Records from a data collection
..........
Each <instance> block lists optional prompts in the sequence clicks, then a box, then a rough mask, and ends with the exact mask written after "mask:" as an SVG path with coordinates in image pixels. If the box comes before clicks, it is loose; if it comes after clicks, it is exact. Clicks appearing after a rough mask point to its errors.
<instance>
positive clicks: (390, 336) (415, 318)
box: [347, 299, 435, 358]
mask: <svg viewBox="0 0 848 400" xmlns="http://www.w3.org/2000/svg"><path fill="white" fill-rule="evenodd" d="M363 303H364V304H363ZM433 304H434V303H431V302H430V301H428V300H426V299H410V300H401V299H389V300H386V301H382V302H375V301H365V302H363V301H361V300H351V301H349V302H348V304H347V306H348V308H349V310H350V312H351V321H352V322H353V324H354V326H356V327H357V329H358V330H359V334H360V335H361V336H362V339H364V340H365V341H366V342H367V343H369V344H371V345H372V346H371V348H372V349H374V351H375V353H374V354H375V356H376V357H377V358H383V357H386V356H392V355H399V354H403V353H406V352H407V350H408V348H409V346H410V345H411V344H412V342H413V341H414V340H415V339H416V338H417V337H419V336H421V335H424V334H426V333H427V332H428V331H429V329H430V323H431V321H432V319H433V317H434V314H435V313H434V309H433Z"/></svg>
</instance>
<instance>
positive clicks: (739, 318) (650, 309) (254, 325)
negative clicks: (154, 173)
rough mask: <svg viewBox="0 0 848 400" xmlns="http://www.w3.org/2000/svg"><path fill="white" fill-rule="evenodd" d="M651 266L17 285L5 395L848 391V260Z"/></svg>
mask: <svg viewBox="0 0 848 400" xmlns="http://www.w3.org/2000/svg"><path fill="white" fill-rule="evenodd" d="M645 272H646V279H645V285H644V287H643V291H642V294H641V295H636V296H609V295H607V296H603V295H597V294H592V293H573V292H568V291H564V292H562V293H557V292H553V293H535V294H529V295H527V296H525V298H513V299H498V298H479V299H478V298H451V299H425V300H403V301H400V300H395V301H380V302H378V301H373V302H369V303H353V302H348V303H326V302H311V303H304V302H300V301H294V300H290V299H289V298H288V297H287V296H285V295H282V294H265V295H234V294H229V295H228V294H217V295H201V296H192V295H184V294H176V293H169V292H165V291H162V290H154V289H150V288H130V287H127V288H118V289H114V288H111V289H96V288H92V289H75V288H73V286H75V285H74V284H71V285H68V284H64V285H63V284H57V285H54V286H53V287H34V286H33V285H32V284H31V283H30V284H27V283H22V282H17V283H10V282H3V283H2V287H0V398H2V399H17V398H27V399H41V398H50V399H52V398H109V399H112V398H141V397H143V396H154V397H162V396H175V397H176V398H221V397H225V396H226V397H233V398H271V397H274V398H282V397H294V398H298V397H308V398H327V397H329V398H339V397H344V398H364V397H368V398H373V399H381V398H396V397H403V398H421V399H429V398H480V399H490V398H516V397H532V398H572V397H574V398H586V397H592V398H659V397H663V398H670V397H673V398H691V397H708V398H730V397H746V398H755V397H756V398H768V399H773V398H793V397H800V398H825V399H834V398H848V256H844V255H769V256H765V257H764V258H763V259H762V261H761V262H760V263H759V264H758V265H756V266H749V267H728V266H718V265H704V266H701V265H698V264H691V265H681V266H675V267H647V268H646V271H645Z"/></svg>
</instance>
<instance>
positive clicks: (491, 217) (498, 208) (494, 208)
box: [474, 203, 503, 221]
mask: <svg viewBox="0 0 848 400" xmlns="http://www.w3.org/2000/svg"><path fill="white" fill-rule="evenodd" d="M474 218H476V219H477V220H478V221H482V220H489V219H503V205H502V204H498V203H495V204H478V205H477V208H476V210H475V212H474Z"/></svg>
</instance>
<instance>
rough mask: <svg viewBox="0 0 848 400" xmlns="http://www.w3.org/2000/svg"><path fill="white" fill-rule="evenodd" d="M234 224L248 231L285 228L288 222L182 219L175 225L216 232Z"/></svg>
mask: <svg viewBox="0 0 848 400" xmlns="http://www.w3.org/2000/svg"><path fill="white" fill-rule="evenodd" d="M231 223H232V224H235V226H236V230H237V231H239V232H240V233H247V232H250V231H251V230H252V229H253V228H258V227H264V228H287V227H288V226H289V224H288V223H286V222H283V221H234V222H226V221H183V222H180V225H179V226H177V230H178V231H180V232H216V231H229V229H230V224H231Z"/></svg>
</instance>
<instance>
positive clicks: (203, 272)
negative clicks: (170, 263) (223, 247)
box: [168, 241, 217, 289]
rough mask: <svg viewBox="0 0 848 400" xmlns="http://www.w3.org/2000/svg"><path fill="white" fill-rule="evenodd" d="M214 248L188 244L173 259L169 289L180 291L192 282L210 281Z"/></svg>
..........
:: Task instructions ::
Using the entries above, quote each line verbatim from the first through the line that contains "positive clicks: (390, 336) (415, 318)".

:: Solved exercise ::
Each <instance> block lists optional prompts in the sequence clicks, then a box, then a rough mask, and ends with the exact mask written after "mask:" as an SVG path with coordinates in image pixels. If the box comes before clicks, it is loose; if it comes after clicks, it is exact. Clicks appearing after a rough mask point to its errors.
<instance>
positive clicks: (390, 336) (415, 318)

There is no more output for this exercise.